● **Exercise set**:
1/ List every vector database that the ClipTraining page says was evaluated.
2/ Summarize the ClipTraining page in two sentences.
3/ According to the ClipTraining page, what chunking configuration was selected after A/B testing?
-------- Given text
ClipTraining

Semantic video search infrastructure powered by AI

Overview

ClipTraining is an AI-powered search infrastructure that transforms video libraries into a queryable knowledge base.

Users can search using natural language and retrieve exact moments in videos (minute + second) where the answer appears.


The Problem

Video content is inherently difficult to search.

  • No semantic understanding
  • Metadata is incomplete or inconsistent
  • Users must manually scrub through videos
  • Scaling search across thousands of clips is costly

The Solution

I designed and implemented an end-to-end pipeline that:

  • Transcribes videos with timestamps
  • Converts content into vector embeddings
  • Enables semantic search via natural language
  • Returns precise video segments

System Overview

Key Contributions

Transcription & Time Alignment

  • Evaluated multiple ASR providers (Whisper, AssemblyAI, GCP, AWS)
  • Generated accurate timestamped transcripts
  • Improved alignment for precise segment retrieval

Metadata Enrichment

  • Identified gaps in existing metadata
  • Generated contextual metadata using LLMs
  • Improved search relevance and discoverability

Chunking Strategy (A/B Testing)

  • Tested multiple chunk sizes and overlaps
  • Evaluated impact on retrieval accuracy and latency
  • Selected optimal configuration: 12s window / 3s overlap

Embeddings & Retrieval

  • Benchmarked OpenAI vs Gemini embeddings
  • Optimized for semantic accuracy vs performance tradeoffs
  • Enabled similarity-based search beyond keywords

Vector Database Architecture

  • Evaluated Pinecone, FAISS, ChromaDB, and pgvector
  • Implemented scalable storage and retrieval layer
  • Designed for fast similarity search across large datasets

Incremental Indexing

  • Avoided full reprocessing of ~20k video clips
  • Implemented hashing strategy on VTT files
  • Re-index only modified content

Search API (Production Deployment)
----------------
-------- Dataset content
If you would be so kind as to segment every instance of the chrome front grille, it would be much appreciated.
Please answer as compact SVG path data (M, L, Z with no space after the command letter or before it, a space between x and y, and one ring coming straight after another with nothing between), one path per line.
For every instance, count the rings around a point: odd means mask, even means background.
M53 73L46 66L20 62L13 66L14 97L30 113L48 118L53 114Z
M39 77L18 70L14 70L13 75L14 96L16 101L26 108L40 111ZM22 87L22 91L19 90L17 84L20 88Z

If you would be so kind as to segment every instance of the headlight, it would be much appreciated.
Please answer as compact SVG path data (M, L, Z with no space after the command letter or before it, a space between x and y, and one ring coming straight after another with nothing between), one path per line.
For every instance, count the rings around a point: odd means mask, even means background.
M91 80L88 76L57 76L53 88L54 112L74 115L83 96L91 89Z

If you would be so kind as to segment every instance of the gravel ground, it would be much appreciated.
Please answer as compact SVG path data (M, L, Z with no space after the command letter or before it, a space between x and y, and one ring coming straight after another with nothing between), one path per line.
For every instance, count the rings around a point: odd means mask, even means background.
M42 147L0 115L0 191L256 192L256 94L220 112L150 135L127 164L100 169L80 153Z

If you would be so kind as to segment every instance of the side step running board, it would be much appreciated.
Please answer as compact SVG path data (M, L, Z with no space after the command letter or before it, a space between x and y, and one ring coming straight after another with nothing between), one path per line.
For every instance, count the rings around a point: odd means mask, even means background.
----------------
● **Replies**:
1/ Pinecone, FAISS, ChromaDB, and pgvector

2/ ClipTraining is an AI-powered search infrastructure that turns video libraries into a queryable knowledge base, so users can search in natural language and get back the exact minute and second where an answer appears. Its end-to-end pipeline transcribes videos with timestamps, converts the content into vector embeddings, enables semantic search, and returns precise video segments, which addresses the difficulty of searching video content.

3/ A 12-second window with a 3-second overlap.